Rescale the data below, starting at the line that contains "Where can you see the wet" and ending at the end of the data. Reproduce every line in that span, including the request lines, and multiply each coordinate in the answers by 1.5, rounding to whole numbers with halves rounded up.
::::
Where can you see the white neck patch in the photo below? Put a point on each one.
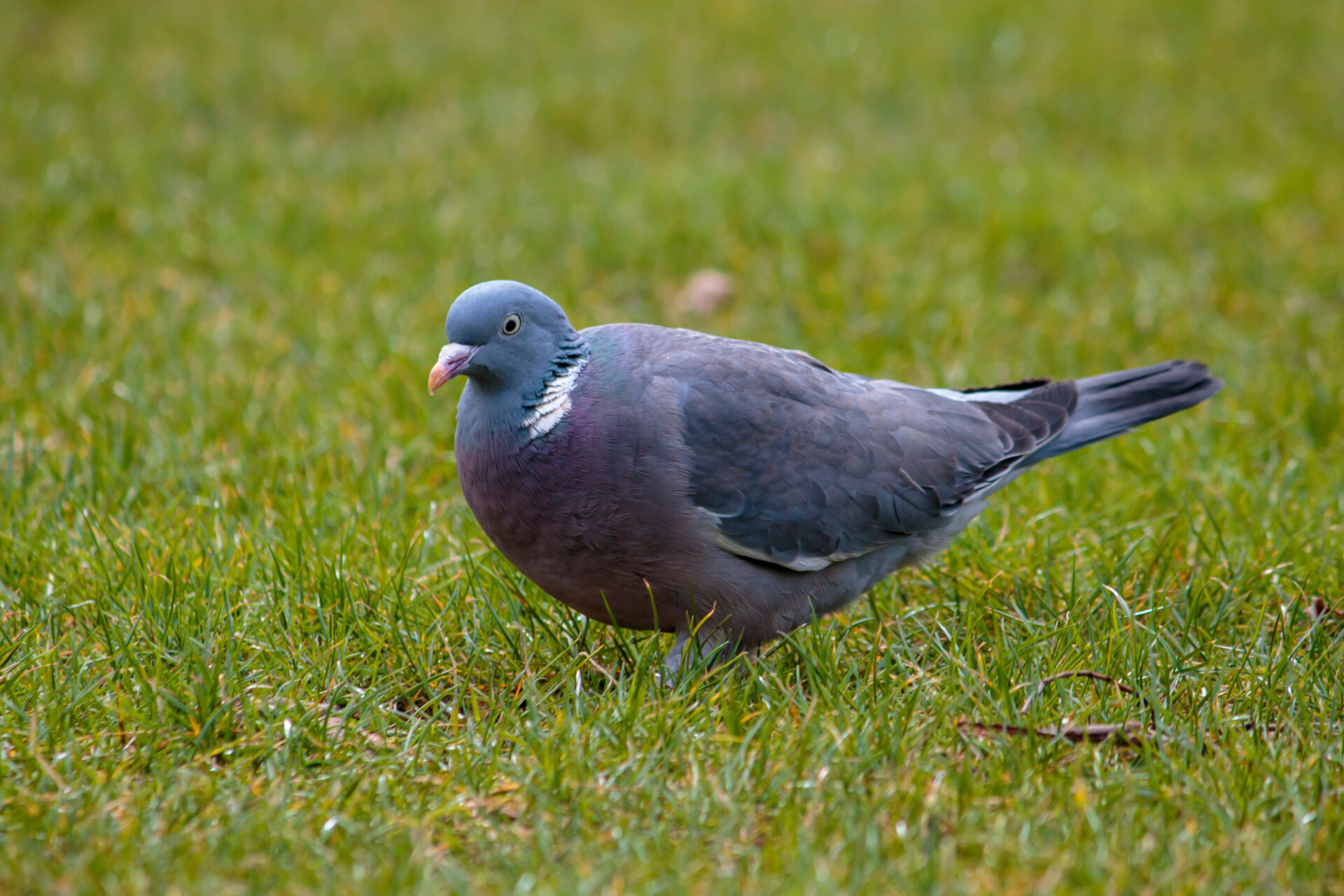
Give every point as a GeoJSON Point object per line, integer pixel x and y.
{"type": "Point", "coordinates": [554, 402]}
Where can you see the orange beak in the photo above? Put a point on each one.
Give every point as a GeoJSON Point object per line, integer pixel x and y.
{"type": "Point", "coordinates": [452, 359]}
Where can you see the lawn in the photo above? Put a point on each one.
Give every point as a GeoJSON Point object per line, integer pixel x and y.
{"type": "Point", "coordinates": [253, 641]}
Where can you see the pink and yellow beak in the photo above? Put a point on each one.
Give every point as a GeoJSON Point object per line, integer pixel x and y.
{"type": "Point", "coordinates": [452, 359]}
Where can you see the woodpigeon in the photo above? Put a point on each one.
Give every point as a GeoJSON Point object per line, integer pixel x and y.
{"type": "Point", "coordinates": [667, 480]}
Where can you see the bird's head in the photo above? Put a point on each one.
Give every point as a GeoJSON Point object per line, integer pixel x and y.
{"type": "Point", "coordinates": [502, 335]}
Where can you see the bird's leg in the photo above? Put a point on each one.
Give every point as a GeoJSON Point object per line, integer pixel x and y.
{"type": "Point", "coordinates": [707, 649]}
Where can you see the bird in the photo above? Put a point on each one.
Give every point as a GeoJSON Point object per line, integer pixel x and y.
{"type": "Point", "coordinates": [730, 492]}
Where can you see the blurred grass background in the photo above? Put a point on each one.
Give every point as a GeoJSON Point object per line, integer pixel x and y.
{"type": "Point", "coordinates": [251, 638]}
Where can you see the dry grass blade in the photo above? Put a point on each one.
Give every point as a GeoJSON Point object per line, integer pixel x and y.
{"type": "Point", "coordinates": [1126, 734]}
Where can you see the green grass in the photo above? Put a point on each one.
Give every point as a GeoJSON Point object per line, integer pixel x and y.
{"type": "Point", "coordinates": [252, 640]}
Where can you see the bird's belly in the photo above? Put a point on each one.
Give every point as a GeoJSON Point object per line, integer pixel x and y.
{"type": "Point", "coordinates": [578, 531]}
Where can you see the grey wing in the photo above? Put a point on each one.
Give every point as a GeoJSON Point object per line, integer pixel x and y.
{"type": "Point", "coordinates": [803, 466]}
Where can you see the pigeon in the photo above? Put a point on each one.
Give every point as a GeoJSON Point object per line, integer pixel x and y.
{"type": "Point", "coordinates": [732, 492]}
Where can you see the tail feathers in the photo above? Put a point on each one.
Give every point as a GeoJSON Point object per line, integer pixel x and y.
{"type": "Point", "coordinates": [1116, 403]}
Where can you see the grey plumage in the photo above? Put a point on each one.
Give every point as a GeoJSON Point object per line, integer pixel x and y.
{"type": "Point", "coordinates": [683, 479]}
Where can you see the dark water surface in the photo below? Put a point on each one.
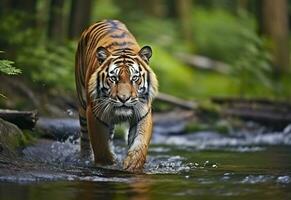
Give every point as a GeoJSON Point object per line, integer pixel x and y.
{"type": "Point", "coordinates": [195, 166]}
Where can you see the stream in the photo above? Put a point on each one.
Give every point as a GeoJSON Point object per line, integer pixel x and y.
{"type": "Point", "coordinates": [201, 165]}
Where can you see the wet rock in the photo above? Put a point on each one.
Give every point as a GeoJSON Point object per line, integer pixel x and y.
{"type": "Point", "coordinates": [11, 138]}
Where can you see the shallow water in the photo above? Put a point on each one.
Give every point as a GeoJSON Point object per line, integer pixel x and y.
{"type": "Point", "coordinates": [195, 166]}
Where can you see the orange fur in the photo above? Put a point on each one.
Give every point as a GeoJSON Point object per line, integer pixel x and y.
{"type": "Point", "coordinates": [114, 83]}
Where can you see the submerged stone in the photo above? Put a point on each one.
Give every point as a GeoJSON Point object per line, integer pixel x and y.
{"type": "Point", "coordinates": [11, 138]}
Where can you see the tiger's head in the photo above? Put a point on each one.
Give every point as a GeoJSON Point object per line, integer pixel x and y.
{"type": "Point", "coordinates": [123, 85]}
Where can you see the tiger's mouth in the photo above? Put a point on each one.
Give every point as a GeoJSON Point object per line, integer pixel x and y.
{"type": "Point", "coordinates": [124, 111]}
::::
**Response for this exercise:**
Where can you see the wet rock in the photo above? Put a point on each one.
Give every point as a GeoJSON Point object per line, integer pixel x and y.
{"type": "Point", "coordinates": [17, 207]}
Where can you see the shallow water in the photo above? Put a point on each one.
Give every point as a GeoJSON Point object per line, integer pixel x and y.
{"type": "Point", "coordinates": [293, 249]}
Where can you see the orange fur in the photo above? Put a point on each one.
Give every point as a GeoJSON Point object per line, integer pixel x and y.
{"type": "Point", "coordinates": [171, 125]}
Where can you see the submerged stone in the photo above? Put a point on each one.
Give every point as a GeoJSON Point object per line, integer pixel x and y.
{"type": "Point", "coordinates": [17, 207]}
Where can you see the tiger's head in the photo above? Put a point on each one.
Give every point as a GeoJSON Point object per line, integer pixel x and y.
{"type": "Point", "coordinates": [185, 128]}
Where can you see the tiger's mouth in the photo above? Put a point on each one.
Give every point as a GeoJSON Point object per line, integer pixel x and y.
{"type": "Point", "coordinates": [186, 167]}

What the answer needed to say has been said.